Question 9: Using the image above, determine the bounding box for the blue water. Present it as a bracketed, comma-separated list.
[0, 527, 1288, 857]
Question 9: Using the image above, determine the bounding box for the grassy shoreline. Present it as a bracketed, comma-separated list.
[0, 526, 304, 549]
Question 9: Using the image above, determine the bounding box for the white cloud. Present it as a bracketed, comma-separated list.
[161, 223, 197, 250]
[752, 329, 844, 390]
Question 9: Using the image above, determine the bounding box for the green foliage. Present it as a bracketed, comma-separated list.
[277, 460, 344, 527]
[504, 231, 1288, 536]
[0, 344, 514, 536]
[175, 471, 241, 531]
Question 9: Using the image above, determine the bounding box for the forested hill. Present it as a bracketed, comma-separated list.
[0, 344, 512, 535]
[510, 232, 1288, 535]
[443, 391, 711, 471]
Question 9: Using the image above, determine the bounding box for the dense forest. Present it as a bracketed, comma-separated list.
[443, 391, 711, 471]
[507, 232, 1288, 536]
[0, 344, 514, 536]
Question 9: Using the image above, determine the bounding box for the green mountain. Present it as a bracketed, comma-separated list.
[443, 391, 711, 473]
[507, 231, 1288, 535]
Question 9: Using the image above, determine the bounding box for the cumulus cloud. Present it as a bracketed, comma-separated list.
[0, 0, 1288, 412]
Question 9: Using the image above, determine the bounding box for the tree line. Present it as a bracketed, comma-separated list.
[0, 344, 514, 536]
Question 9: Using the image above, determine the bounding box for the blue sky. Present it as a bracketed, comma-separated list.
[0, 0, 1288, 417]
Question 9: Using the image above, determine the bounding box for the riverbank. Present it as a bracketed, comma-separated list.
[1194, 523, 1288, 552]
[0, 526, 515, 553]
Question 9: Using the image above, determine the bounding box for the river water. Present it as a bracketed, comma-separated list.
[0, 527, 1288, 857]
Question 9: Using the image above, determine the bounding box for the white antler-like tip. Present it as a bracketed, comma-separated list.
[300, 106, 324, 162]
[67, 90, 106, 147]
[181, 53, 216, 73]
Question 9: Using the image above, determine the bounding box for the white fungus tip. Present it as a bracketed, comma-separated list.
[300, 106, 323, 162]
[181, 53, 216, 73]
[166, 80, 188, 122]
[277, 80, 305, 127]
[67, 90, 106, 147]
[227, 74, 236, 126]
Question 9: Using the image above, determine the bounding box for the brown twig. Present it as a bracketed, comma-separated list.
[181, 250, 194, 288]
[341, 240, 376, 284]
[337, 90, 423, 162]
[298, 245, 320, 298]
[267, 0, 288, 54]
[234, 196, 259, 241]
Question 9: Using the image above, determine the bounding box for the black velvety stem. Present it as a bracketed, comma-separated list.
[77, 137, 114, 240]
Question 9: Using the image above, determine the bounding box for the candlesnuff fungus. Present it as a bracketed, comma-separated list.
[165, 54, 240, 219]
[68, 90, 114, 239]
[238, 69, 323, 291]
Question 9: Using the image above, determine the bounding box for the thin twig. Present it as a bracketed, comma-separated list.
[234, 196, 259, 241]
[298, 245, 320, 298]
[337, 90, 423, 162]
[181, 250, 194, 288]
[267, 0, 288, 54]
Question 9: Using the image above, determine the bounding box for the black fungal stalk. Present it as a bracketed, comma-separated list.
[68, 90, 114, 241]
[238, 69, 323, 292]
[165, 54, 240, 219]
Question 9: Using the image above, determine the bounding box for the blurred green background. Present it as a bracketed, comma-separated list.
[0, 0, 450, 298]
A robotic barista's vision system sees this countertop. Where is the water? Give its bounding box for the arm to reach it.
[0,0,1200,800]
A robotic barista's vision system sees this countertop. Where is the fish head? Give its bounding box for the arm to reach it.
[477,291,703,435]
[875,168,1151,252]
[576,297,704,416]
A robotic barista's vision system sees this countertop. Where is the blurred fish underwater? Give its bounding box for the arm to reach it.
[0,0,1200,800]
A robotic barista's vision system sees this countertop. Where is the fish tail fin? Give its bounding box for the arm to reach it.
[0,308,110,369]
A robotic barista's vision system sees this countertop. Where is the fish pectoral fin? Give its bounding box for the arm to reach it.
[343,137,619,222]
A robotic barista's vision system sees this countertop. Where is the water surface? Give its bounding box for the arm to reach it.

→ **TASK REQUIREMENTS**: Reformat the entries from the line with "foliage. Present it as a bracketed, comma-separated list." to the line with "[507, 231, 1288, 535]", both included, as a Markdown table with the columns "Row" and "Line". Number each row, and leave out any blank lines.

→ **REPLY**:
| Row | Line |
|---|---|
| 1 | Question 9: Using the image above, determine the bounding box for the green foliage. Present it as a bracketed, comma-separated list. |
| 2 | [277, 460, 344, 527] |
| 3 | [504, 231, 1288, 536] |
| 4 | [0, 344, 514, 536] |
| 5 | [175, 471, 241, 531] |
| 6 | Question 9: Using the image above, determine the bounding box for the forested hill. Present it as a bracketed, comma-separated list. |
| 7 | [0, 344, 512, 535] |
| 8 | [510, 232, 1288, 535] |
| 9 | [443, 391, 711, 471] |
| 10 | Question 9: Using the image above, determine the bounding box for the dense forest. Present it as a bracketed, comma-separated list. |
| 11 | [443, 391, 711, 471] |
| 12 | [507, 232, 1288, 536] |
| 13 | [0, 344, 514, 536] |
| 14 | Question 9: Using the image above, determine the bounding box for the green mountain. Present it as a bracketed, comma-separated list. |
| 15 | [443, 391, 711, 473] |
| 16 | [507, 231, 1288, 535] |